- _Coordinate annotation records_

— begin —

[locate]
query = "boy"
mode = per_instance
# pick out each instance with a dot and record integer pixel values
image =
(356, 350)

— end —
— begin —

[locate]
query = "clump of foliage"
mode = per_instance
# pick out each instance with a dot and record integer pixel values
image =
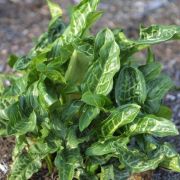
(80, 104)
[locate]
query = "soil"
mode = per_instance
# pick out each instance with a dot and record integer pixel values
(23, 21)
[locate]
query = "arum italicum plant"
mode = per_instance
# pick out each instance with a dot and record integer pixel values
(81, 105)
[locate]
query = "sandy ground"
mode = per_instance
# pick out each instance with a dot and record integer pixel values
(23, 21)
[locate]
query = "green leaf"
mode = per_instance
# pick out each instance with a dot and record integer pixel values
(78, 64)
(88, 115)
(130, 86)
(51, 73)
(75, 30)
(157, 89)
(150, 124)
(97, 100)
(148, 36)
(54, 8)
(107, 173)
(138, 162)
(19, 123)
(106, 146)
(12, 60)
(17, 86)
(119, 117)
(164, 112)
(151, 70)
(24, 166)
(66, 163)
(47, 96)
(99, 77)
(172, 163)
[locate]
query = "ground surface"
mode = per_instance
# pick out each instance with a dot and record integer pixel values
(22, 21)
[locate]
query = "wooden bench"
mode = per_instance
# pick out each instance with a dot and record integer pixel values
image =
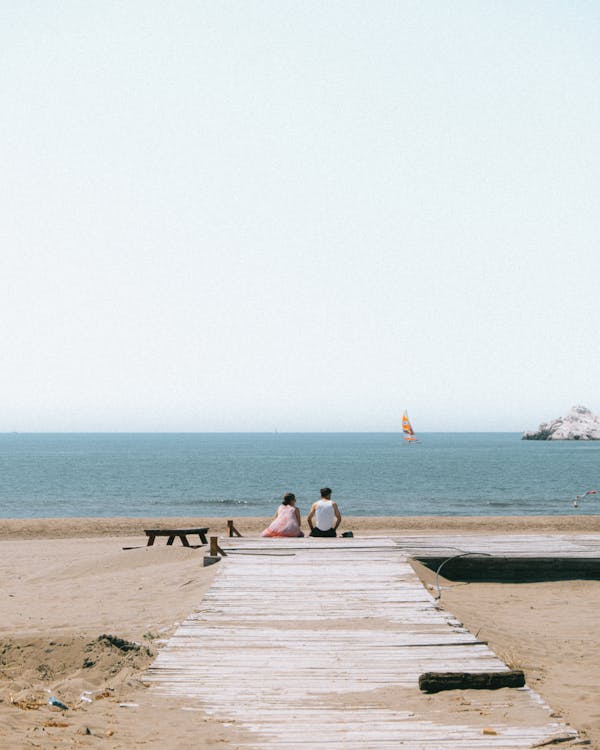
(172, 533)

— end —

- _Required task_
Gather every line of the items above that contains the word "ground".

- _Output of the task_
query = "sandy ground"
query = "ground surface"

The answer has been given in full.